**Assignment**
Look through the data below for the line with "Target: light tile floor" and the line with "Expected: for every instance of the recessed", then output those two and all lines in between, exactly as written.

(Region pointing data)
----

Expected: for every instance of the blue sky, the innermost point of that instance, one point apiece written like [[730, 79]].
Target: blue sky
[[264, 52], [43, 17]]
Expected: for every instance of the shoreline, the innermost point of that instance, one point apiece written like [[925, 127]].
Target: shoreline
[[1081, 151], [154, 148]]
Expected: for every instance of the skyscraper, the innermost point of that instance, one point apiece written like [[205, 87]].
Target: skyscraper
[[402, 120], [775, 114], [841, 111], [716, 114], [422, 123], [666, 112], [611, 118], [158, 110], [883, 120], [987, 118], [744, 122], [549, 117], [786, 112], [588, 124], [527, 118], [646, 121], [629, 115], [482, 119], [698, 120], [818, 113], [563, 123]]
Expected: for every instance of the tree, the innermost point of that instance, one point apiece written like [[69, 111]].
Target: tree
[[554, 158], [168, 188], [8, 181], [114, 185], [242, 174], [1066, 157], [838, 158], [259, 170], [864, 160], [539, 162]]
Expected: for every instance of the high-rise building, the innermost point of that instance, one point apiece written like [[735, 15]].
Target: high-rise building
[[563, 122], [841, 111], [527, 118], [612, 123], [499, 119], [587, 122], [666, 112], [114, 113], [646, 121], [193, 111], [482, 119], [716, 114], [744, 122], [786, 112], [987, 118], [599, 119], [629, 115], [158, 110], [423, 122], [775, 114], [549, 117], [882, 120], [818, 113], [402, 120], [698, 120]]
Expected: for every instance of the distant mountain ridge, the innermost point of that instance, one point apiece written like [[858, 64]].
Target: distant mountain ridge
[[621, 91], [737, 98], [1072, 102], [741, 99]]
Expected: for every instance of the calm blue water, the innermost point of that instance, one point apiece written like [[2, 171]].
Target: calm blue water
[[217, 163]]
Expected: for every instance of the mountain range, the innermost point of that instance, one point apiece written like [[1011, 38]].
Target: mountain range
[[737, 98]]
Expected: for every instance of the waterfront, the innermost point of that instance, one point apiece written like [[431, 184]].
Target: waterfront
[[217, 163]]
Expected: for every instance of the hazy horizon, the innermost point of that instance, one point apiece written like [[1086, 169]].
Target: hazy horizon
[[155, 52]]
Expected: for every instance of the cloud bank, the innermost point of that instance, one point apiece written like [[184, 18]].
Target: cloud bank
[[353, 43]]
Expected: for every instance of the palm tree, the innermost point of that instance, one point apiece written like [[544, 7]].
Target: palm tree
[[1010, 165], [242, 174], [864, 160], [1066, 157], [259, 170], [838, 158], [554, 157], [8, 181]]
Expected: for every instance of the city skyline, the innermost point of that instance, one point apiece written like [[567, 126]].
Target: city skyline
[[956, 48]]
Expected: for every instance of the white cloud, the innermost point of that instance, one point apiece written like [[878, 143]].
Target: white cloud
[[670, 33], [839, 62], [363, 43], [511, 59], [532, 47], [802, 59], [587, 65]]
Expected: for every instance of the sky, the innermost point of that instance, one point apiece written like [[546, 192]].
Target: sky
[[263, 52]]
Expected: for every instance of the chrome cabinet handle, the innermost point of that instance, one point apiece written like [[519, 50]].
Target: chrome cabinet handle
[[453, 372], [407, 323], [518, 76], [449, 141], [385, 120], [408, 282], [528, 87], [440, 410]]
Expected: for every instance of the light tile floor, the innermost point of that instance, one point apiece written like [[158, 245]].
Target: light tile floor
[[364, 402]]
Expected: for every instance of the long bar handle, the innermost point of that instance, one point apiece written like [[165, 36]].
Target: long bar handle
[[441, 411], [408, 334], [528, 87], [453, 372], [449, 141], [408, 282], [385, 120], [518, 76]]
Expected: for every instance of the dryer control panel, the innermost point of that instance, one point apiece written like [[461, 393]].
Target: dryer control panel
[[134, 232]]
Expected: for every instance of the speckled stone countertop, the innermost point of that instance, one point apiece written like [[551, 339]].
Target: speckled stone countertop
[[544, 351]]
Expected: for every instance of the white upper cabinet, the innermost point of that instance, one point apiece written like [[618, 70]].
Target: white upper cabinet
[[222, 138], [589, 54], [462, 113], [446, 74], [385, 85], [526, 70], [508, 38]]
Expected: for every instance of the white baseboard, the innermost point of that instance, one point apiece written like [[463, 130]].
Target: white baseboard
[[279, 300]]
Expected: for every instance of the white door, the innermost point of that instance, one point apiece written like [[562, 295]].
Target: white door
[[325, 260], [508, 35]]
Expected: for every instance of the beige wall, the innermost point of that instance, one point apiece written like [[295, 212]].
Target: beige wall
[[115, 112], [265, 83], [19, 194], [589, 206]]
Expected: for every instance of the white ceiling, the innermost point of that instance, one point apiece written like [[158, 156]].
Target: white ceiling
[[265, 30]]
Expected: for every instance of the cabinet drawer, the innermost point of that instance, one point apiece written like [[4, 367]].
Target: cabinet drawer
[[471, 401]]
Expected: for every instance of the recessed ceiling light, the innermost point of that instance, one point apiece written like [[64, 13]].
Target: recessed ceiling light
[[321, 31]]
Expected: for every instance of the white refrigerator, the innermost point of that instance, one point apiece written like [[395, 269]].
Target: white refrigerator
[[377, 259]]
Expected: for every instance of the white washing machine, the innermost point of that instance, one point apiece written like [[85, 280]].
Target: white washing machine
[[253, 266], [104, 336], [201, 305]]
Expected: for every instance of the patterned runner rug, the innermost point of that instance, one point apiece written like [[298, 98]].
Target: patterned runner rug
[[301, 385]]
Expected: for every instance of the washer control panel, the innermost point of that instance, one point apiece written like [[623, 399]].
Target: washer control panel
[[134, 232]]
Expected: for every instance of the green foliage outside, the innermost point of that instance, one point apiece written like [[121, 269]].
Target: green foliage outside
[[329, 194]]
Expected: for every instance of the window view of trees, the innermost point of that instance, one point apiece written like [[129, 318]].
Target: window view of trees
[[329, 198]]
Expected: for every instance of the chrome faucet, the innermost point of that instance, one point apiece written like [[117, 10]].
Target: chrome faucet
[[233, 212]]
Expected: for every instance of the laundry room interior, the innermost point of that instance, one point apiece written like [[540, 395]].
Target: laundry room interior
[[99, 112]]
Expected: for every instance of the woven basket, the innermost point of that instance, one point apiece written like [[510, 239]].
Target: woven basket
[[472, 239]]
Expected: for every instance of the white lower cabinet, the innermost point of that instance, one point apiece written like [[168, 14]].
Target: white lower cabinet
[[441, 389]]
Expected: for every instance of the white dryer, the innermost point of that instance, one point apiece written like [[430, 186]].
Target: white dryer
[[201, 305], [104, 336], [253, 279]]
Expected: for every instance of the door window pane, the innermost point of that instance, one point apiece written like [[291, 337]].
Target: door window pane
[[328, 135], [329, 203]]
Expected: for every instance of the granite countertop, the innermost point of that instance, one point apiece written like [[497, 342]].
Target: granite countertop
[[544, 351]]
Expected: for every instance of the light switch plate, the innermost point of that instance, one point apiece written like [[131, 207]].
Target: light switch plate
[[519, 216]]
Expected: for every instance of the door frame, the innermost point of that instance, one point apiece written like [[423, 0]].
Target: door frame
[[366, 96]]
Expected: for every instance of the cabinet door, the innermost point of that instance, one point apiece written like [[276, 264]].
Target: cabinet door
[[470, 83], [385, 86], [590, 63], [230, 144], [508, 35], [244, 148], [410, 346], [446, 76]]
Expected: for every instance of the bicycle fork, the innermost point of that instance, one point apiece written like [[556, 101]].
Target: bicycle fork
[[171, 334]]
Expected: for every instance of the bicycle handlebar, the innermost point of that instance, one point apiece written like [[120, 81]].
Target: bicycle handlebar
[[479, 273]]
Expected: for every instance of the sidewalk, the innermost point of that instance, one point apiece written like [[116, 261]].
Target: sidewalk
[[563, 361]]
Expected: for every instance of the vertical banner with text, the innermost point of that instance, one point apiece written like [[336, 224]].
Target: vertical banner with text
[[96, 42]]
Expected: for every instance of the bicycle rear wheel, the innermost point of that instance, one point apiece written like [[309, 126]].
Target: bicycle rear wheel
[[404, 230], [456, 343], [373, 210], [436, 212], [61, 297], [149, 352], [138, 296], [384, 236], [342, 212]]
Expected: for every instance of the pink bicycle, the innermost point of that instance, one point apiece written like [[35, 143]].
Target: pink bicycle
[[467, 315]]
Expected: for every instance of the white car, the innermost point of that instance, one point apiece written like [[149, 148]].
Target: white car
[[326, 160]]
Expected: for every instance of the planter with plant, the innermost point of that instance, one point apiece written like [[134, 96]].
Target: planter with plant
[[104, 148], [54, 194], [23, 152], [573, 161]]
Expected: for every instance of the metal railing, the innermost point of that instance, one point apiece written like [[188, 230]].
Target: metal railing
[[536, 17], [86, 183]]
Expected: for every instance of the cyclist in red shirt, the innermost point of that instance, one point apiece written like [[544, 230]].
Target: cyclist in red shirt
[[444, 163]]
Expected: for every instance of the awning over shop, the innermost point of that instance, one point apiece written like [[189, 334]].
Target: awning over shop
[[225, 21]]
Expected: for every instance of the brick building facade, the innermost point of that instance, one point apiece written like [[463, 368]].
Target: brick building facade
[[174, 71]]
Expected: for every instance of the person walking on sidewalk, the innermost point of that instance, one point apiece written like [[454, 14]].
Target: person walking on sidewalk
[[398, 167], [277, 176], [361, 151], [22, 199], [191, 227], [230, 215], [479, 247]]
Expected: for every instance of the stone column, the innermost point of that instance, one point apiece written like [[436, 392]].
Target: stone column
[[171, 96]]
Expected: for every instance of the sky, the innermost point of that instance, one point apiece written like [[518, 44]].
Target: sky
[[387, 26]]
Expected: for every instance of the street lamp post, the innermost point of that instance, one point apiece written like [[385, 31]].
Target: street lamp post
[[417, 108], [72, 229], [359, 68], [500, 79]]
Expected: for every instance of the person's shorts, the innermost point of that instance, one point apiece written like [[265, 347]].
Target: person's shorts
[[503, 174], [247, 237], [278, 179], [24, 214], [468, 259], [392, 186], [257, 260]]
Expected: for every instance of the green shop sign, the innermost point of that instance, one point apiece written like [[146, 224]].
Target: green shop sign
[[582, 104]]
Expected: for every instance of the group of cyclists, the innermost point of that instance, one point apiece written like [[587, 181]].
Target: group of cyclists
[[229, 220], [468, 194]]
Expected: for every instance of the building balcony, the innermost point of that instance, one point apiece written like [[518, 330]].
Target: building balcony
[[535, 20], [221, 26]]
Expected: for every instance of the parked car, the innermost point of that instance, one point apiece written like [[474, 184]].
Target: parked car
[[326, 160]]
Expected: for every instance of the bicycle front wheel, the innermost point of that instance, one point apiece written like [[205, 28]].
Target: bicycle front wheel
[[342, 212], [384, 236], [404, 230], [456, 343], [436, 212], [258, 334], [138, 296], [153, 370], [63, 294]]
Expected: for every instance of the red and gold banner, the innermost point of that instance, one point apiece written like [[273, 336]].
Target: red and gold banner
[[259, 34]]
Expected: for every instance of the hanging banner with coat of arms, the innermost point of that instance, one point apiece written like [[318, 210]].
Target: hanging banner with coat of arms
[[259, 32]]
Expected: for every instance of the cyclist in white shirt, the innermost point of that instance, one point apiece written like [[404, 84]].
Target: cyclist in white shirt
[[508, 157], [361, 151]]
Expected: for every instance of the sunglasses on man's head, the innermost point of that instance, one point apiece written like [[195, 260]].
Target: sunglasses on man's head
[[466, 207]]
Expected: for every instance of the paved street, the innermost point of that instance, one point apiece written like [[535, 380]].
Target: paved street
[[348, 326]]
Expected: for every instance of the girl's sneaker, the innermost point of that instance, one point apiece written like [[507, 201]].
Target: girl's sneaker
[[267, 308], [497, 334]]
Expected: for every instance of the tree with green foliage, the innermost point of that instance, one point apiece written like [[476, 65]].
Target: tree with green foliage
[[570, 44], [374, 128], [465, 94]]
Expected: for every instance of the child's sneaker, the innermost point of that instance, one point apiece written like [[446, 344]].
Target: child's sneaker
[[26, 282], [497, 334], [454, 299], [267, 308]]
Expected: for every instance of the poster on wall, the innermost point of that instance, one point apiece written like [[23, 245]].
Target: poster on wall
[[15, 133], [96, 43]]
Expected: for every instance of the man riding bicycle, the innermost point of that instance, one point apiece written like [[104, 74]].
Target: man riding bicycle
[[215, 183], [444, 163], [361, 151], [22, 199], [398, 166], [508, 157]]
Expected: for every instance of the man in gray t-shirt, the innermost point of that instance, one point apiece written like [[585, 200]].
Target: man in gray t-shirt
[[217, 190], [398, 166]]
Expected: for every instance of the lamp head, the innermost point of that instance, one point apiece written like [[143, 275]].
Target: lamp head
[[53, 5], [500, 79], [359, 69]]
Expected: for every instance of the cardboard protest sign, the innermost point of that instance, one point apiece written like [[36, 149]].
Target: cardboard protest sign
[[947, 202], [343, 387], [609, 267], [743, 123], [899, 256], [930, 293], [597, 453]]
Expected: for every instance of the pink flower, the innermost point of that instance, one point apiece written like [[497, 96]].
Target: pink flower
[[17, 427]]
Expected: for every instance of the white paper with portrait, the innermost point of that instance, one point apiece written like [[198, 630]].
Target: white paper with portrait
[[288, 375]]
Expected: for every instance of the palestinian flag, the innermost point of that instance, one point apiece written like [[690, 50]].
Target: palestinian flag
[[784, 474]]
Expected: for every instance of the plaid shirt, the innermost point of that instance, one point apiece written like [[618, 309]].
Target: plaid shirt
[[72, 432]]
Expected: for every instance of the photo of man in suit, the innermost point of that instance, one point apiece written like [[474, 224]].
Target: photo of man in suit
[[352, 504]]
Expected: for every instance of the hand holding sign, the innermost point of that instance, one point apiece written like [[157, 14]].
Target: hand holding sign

----

**Result of the exercise**
Target: light tile floor
[[364, 402]]
Expected: for every instance of the long bar handle, the innermost point of that instance, one point apiece written like [[165, 36]].
Target: long bar handle
[[441, 411], [408, 334], [528, 87], [453, 372], [449, 141], [408, 282], [385, 120], [518, 76]]
Expected: for every instance of the dryer control panel, the innermost point of that instance, one point apiece written like [[461, 393]].
Target: dryer control panel
[[134, 232]]
Expected: for every instance of the speckled stone countertop, the innermost point of that instance, one point apiece written like [[551, 339]].
Target: speckled stone countertop
[[544, 351]]
Expected: for every instance of the white upper cabinet, the innermost point of that instance, one point apiece written like [[618, 70]].
Target: white upper cabinet
[[222, 138], [589, 54], [462, 113], [446, 74], [385, 85], [526, 70], [508, 38]]
Expected: for every instance of the white baseboard, the innermost point of that instance, one point apiece written like [[463, 130]].
Target: white baseboard
[[279, 300]]
Expected: for every instance of the white door, the innermost point of that instance, one point apiece written like [[562, 295]].
Target: white door
[[325, 260], [508, 35]]
Expected: for every instance of the beige wall, the innermost point of that instance, one point apiece written like [[295, 212]].
Target: beige wall
[[115, 112], [265, 83], [19, 194], [589, 206]]
Expected: for every instance of the white ceiling, the innermost point of that instance, one point apiece written like [[158, 156]].
Target: white ceiling
[[265, 30]]
Expected: for every instance of the cabinet drawer, the innermost point of that instance, one point apiece written like [[4, 367]].
Target: cabinet drawer
[[471, 401]]
Expected: for every instance of the recessed ceiling light, the innermost point of that instance, one point apiece written like [[64, 13]].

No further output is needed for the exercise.